Given exercise
Gather each line in the records that contains the string "holding". Case counts.

##### Records to use #####

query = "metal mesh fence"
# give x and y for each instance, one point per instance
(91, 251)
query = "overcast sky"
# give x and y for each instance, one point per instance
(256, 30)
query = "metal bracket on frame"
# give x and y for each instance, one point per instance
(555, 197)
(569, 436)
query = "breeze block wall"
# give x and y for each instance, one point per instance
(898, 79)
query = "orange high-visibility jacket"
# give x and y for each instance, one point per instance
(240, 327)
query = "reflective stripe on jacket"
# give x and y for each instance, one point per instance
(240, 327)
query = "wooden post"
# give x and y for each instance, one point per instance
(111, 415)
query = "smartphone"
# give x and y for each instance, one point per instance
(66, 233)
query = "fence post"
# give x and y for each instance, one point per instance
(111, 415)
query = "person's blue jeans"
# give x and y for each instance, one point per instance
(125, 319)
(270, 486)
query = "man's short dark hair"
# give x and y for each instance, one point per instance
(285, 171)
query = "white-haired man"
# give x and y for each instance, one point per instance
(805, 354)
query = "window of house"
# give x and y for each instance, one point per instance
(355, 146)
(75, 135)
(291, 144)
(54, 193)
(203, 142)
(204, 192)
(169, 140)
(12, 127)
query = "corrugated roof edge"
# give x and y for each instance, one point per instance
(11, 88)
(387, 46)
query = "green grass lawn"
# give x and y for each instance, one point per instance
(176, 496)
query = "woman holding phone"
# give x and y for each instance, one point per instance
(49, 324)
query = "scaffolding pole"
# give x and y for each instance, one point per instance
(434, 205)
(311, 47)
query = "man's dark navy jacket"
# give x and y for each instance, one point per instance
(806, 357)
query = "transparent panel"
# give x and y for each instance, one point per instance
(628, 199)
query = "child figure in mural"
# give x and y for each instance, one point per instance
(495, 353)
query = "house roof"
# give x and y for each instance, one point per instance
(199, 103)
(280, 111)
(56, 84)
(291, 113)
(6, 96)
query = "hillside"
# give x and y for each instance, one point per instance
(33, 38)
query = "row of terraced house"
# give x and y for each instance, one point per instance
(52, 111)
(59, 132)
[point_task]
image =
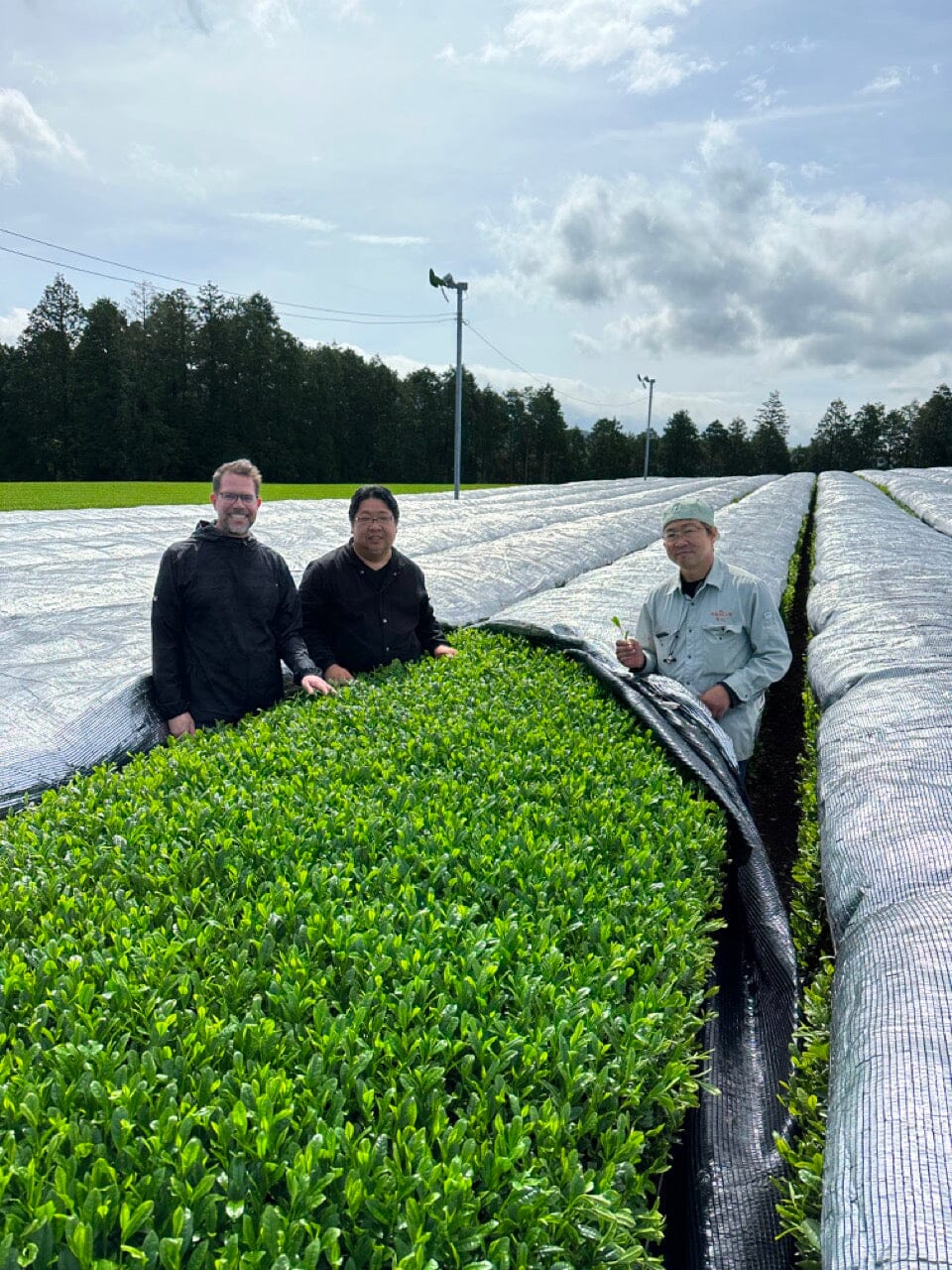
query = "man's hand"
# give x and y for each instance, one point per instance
(335, 674)
(630, 653)
(717, 699)
(181, 725)
(312, 684)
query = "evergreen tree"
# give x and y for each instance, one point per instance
(42, 384)
(739, 447)
(869, 427)
(769, 444)
(834, 444)
(716, 449)
(102, 439)
(896, 436)
(611, 451)
(930, 439)
(679, 444)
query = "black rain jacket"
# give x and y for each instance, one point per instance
(350, 620)
(225, 612)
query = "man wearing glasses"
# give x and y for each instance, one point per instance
(714, 627)
(225, 613)
(365, 603)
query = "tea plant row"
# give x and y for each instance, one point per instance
(411, 978)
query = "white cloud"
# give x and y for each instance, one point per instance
(756, 93)
(887, 81)
(585, 344)
(583, 33)
(37, 71)
(151, 169)
(13, 325)
(812, 171)
(24, 131)
(729, 259)
(389, 239)
(291, 221)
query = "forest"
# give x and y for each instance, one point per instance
(166, 386)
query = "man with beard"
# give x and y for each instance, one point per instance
(225, 613)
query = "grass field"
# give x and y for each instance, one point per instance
(54, 495)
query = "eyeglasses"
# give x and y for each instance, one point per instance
(384, 518)
(673, 535)
(246, 499)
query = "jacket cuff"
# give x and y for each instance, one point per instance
(729, 690)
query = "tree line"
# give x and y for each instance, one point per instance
(168, 385)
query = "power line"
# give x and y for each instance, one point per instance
(317, 316)
(312, 313)
(182, 282)
(599, 405)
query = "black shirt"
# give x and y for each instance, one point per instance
(361, 617)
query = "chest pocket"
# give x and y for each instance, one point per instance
(725, 647)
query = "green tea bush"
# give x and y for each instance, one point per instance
(807, 1092)
(407, 978)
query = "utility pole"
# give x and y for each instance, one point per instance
(448, 281)
(651, 385)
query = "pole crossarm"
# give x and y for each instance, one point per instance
(449, 284)
(648, 382)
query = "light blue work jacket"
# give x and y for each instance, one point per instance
(729, 631)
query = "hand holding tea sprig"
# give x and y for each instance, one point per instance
(629, 652)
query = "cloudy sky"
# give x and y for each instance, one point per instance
(726, 195)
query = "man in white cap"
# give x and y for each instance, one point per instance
(714, 627)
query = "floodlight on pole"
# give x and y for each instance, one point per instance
(648, 382)
(447, 281)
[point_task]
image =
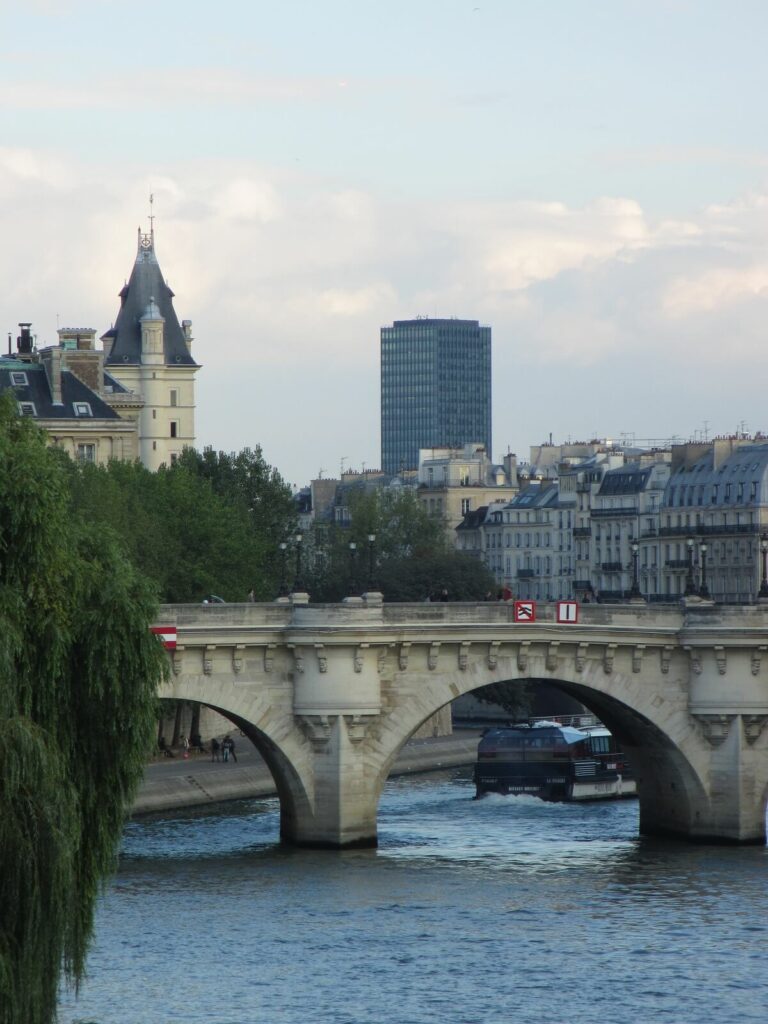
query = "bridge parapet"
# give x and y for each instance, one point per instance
(333, 690)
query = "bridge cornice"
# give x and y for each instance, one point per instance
(332, 626)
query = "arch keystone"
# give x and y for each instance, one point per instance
(608, 655)
(753, 726)
(715, 727)
(581, 656)
(464, 654)
(433, 654)
(494, 653)
(756, 658)
(316, 728)
(208, 657)
(551, 659)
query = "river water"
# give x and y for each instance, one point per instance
(503, 909)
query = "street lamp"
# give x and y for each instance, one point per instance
(704, 590)
(298, 584)
(635, 549)
(283, 568)
(371, 543)
(763, 592)
(690, 587)
(352, 568)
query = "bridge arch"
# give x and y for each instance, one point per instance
(288, 763)
(672, 793)
(331, 693)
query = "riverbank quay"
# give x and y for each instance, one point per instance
(174, 783)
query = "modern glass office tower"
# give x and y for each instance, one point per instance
(435, 388)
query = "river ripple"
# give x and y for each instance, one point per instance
(500, 909)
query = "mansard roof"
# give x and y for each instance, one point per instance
(629, 479)
(145, 285)
(740, 479)
(30, 383)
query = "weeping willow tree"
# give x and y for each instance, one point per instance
(78, 674)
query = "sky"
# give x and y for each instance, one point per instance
(589, 177)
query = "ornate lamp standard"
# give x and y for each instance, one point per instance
(635, 589)
(371, 561)
(690, 587)
(298, 584)
(704, 590)
(283, 568)
(352, 568)
(763, 592)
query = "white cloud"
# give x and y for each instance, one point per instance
(596, 310)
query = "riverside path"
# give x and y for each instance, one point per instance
(329, 694)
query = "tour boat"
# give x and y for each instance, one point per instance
(553, 761)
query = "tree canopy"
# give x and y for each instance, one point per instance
(411, 558)
(79, 670)
(210, 524)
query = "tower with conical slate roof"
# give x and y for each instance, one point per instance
(151, 353)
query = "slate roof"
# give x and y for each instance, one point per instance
(473, 518)
(741, 479)
(145, 284)
(37, 391)
(536, 496)
(629, 479)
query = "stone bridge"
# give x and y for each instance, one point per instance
(330, 693)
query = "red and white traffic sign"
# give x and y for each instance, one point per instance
(567, 611)
(167, 634)
(524, 611)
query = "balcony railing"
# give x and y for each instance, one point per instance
(741, 527)
(628, 510)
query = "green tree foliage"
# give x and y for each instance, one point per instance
(246, 481)
(78, 674)
(178, 528)
(412, 557)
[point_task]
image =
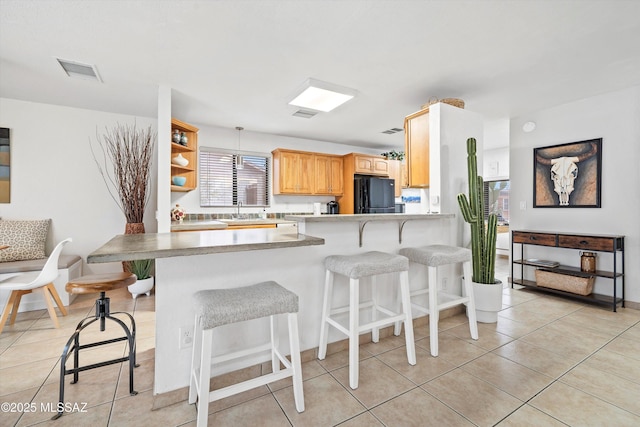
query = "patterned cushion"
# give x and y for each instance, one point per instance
(26, 239)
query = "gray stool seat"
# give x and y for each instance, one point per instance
(437, 255)
(366, 264)
(217, 307)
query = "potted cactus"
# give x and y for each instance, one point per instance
(487, 290)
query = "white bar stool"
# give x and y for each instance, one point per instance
(434, 256)
(355, 267)
(217, 307)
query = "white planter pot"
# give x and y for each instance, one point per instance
(488, 299)
(143, 286)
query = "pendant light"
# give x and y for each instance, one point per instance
(239, 158)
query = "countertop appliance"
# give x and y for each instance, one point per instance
(374, 195)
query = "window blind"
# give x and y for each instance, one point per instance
(225, 183)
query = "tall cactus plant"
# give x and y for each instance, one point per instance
(483, 242)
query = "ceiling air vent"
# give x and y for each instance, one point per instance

#####

Solution to this task
query = "woman holding phone"
query = "hand holding tea sprig"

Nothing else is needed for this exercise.